# What you will do
Filter the lines below, copying only those with the string "board".

Natural language region descriptions:
::::

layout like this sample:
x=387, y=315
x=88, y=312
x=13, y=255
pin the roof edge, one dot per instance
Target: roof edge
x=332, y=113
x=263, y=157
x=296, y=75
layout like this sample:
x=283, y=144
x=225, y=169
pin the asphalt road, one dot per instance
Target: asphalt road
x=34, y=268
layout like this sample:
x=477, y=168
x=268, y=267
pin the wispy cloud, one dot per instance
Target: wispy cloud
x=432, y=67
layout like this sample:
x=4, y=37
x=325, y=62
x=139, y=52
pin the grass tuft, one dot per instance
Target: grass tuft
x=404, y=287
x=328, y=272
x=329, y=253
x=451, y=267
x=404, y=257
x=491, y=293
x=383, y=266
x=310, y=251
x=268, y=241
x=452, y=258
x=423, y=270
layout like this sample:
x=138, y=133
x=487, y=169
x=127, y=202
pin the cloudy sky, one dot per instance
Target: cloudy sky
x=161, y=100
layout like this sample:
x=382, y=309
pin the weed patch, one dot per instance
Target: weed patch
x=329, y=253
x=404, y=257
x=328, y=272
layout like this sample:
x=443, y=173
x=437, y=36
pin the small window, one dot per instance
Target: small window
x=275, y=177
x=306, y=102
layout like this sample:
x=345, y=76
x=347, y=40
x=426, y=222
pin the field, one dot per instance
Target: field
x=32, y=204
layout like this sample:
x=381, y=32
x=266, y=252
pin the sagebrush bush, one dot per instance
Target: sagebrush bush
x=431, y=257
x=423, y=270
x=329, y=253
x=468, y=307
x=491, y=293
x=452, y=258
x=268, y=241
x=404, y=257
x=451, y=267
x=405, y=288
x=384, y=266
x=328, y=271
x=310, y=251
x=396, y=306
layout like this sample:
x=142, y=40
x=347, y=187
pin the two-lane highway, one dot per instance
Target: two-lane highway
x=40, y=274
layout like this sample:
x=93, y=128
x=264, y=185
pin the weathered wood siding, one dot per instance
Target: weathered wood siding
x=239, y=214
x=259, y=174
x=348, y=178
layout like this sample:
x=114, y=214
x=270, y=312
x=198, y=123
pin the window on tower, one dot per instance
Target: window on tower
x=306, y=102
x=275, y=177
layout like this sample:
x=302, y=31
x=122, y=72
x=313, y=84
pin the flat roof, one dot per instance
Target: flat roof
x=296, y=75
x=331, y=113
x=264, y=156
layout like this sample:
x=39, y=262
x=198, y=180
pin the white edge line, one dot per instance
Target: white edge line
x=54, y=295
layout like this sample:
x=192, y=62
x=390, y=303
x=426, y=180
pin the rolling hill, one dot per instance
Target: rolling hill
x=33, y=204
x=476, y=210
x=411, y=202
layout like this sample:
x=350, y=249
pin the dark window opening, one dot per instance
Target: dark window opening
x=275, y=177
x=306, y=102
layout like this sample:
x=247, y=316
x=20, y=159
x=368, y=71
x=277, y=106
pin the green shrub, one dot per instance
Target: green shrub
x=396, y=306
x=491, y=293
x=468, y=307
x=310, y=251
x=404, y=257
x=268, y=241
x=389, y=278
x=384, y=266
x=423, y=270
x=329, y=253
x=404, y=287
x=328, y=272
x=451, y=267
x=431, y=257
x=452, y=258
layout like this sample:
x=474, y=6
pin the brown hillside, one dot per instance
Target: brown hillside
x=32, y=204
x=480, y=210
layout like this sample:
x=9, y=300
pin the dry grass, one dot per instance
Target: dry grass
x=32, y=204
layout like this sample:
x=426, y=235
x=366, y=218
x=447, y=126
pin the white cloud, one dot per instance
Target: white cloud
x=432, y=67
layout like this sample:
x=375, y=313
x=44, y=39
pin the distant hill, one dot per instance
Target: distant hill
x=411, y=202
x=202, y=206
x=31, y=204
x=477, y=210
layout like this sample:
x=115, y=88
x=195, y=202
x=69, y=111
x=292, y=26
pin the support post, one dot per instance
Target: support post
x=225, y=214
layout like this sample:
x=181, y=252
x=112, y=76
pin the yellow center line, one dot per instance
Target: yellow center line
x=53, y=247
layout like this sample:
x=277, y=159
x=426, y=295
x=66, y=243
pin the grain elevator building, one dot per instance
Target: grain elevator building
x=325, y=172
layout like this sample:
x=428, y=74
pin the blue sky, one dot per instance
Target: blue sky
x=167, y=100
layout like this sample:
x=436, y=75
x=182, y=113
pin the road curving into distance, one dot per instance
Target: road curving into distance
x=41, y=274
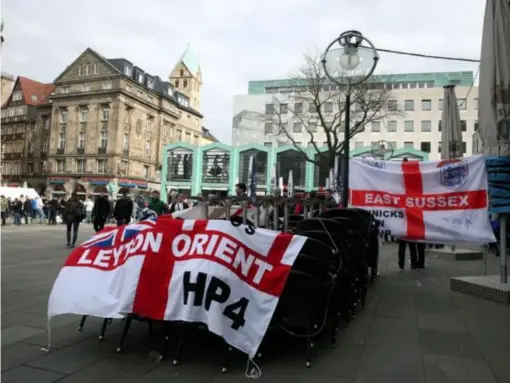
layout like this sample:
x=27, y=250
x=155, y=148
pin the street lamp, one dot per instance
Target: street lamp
x=349, y=64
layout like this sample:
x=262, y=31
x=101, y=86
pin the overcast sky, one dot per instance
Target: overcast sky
x=234, y=41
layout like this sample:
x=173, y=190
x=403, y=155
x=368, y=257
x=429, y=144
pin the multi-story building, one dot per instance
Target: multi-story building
x=20, y=134
x=110, y=120
x=419, y=96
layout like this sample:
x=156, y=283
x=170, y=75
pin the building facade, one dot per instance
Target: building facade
x=216, y=168
x=110, y=120
x=21, y=138
x=419, y=96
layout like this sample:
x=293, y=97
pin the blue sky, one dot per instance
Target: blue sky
x=234, y=41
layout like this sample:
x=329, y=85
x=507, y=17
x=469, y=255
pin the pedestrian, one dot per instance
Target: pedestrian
x=123, y=209
x=4, y=207
x=74, y=213
x=157, y=205
x=89, y=206
x=100, y=212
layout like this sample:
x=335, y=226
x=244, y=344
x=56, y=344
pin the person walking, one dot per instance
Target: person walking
x=123, y=209
x=74, y=213
x=89, y=205
x=4, y=206
x=100, y=212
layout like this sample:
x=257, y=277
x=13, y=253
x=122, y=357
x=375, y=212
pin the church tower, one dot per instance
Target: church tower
x=186, y=78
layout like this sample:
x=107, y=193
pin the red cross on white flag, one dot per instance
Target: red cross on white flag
x=443, y=201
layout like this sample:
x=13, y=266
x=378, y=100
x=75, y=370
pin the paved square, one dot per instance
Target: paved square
x=413, y=329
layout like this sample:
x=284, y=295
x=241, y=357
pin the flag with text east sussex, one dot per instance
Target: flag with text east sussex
x=436, y=201
x=225, y=275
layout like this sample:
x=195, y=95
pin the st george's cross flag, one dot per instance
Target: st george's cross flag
x=226, y=275
x=436, y=201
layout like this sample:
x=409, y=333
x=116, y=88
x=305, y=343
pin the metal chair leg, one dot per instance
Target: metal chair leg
x=125, y=331
x=82, y=323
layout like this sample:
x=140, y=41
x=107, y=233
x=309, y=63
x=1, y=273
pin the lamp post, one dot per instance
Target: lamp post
x=351, y=63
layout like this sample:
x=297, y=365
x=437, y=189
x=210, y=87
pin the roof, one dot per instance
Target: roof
x=189, y=59
x=34, y=92
x=207, y=134
x=439, y=79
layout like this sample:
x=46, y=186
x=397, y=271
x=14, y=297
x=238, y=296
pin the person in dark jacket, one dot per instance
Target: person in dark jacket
x=73, y=214
x=123, y=210
x=100, y=212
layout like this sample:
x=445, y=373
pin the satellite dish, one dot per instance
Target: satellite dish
x=382, y=150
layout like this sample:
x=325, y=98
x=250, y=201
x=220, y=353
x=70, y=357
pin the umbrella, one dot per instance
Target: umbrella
x=290, y=185
x=494, y=87
x=451, y=132
x=494, y=97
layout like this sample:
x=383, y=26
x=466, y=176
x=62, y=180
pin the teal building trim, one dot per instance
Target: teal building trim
x=195, y=184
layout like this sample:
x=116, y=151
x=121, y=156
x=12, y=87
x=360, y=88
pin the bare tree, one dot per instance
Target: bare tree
x=316, y=106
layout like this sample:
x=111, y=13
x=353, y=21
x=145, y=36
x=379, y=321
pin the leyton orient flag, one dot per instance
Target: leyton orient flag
x=437, y=201
x=227, y=276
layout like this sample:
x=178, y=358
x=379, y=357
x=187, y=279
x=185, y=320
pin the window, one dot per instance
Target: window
x=80, y=166
x=392, y=126
x=107, y=85
x=426, y=126
x=376, y=126
x=101, y=166
x=103, y=139
x=84, y=114
x=81, y=140
x=61, y=166
x=105, y=113
x=425, y=146
x=409, y=105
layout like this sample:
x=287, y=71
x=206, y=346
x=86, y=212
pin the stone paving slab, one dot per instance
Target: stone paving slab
x=412, y=329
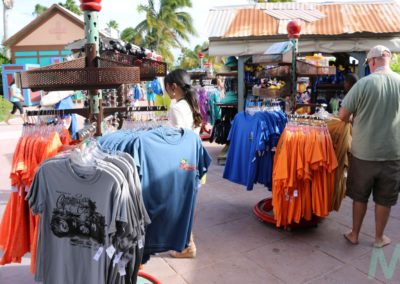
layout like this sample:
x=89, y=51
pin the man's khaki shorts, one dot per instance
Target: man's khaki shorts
x=380, y=178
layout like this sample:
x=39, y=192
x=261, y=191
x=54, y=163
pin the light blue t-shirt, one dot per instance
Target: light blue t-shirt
x=170, y=161
x=17, y=92
x=245, y=139
x=252, y=138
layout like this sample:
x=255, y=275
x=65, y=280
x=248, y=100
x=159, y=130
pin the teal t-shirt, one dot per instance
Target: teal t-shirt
x=374, y=102
x=17, y=92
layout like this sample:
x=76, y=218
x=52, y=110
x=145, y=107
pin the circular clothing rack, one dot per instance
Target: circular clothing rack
x=263, y=211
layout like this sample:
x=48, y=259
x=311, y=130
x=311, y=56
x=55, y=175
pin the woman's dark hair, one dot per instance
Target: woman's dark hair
x=182, y=79
x=351, y=79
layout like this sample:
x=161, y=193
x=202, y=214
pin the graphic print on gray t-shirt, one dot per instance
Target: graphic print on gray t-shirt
x=75, y=216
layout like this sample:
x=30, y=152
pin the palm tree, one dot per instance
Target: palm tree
x=165, y=26
x=131, y=35
x=70, y=5
x=112, y=24
x=7, y=6
x=39, y=9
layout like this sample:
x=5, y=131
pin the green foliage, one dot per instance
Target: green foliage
x=3, y=58
x=189, y=58
x=131, y=35
x=71, y=5
x=39, y=9
x=113, y=24
x=396, y=63
x=165, y=27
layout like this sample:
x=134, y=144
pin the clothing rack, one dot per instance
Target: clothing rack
x=86, y=132
x=94, y=72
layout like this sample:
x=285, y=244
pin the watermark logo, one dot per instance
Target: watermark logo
x=378, y=257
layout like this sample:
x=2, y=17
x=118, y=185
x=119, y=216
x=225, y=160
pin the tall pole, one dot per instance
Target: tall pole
x=293, y=29
x=7, y=6
x=92, y=50
x=294, y=76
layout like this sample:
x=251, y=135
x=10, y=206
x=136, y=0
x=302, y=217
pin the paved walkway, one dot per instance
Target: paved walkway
x=234, y=247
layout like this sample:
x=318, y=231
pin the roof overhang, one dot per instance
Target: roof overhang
x=323, y=44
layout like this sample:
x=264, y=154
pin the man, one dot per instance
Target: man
x=374, y=102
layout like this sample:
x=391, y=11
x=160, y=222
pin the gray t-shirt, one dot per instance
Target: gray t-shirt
x=375, y=104
x=78, y=216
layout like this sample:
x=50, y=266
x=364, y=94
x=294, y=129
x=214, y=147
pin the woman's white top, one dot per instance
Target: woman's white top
x=180, y=115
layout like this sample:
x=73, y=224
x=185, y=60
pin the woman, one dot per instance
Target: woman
x=16, y=99
x=184, y=113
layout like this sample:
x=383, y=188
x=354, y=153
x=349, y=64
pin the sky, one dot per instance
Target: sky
x=123, y=11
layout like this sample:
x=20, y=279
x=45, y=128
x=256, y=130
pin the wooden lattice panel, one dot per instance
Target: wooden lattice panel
x=79, y=79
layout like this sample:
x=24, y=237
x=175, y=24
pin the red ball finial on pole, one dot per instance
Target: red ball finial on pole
x=294, y=28
x=90, y=5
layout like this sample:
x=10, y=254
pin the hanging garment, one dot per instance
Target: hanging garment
x=341, y=138
x=169, y=185
x=303, y=174
x=202, y=99
x=214, y=97
x=252, y=141
x=19, y=228
x=94, y=213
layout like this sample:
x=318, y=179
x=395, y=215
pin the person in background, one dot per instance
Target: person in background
x=16, y=99
x=374, y=102
x=349, y=80
x=150, y=94
x=69, y=120
x=184, y=113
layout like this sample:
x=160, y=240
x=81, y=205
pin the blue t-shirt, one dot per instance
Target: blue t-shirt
x=170, y=163
x=275, y=123
x=67, y=103
x=137, y=94
x=156, y=87
x=245, y=139
x=251, y=150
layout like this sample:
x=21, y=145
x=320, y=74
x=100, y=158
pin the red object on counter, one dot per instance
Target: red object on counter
x=293, y=29
x=90, y=5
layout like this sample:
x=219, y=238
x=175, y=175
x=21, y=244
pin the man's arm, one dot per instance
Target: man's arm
x=344, y=114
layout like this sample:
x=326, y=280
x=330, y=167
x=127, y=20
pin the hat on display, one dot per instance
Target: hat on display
x=378, y=51
x=231, y=61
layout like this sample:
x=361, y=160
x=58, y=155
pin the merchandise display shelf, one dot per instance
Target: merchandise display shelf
x=264, y=212
x=73, y=75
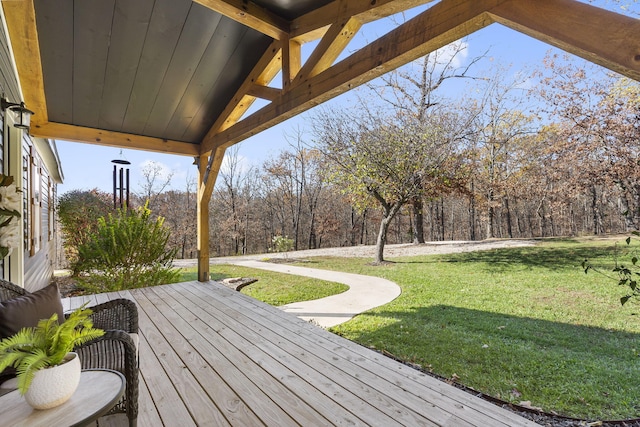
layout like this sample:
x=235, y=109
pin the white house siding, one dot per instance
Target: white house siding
x=33, y=266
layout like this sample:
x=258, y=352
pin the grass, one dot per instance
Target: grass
x=273, y=288
x=521, y=324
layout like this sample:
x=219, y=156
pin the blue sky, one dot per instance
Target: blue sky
x=89, y=166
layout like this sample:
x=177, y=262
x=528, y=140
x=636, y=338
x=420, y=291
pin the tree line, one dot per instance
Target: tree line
x=550, y=152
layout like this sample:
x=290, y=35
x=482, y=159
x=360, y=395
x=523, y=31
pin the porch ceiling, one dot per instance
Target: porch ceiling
x=177, y=76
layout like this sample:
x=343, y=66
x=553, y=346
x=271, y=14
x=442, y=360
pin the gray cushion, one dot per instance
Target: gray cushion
x=25, y=311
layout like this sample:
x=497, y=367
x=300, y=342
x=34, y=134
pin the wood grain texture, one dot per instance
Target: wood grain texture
x=211, y=355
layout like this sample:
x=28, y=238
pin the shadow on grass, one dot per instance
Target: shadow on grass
x=552, y=258
x=575, y=370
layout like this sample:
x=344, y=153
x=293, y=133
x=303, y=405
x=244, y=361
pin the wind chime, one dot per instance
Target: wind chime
x=120, y=183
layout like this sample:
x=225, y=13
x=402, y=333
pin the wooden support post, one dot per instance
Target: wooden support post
x=208, y=168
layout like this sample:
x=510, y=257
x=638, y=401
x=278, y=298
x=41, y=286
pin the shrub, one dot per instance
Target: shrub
x=127, y=250
x=282, y=244
x=78, y=213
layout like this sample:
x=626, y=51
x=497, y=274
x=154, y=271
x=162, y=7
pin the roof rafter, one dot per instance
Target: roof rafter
x=441, y=24
x=251, y=15
x=312, y=25
x=112, y=139
x=332, y=44
x=568, y=24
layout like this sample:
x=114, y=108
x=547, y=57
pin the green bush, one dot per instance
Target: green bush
x=282, y=244
x=78, y=213
x=128, y=250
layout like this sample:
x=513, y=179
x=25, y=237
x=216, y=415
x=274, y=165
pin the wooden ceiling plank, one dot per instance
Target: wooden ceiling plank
x=201, y=29
x=306, y=27
x=90, y=52
x=597, y=35
x=112, y=139
x=251, y=15
x=167, y=20
x=332, y=44
x=21, y=24
x=129, y=30
x=56, y=50
x=235, y=70
x=438, y=26
x=265, y=70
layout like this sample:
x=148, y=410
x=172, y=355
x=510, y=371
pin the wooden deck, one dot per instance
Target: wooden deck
x=212, y=356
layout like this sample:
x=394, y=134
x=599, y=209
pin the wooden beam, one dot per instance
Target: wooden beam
x=264, y=92
x=438, y=26
x=251, y=15
x=265, y=70
x=332, y=44
x=112, y=139
x=307, y=26
x=208, y=169
x=21, y=24
x=291, y=61
x=607, y=38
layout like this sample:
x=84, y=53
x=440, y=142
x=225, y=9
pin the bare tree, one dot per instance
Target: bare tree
x=156, y=179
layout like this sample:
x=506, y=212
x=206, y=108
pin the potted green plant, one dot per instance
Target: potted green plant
x=48, y=372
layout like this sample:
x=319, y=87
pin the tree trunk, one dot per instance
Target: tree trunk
x=418, y=220
x=388, y=214
x=472, y=212
x=508, y=212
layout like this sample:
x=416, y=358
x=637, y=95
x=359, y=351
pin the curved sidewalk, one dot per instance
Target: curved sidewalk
x=364, y=293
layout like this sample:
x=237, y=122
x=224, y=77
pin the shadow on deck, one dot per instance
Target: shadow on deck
x=213, y=356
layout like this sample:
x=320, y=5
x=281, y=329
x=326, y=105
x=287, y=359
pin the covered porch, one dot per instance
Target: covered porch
x=213, y=356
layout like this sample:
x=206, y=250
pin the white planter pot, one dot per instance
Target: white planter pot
x=53, y=386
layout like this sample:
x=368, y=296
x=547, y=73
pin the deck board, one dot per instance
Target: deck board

::::

# Solution to this task
pin the deck board, one dot per instance
Target: deck board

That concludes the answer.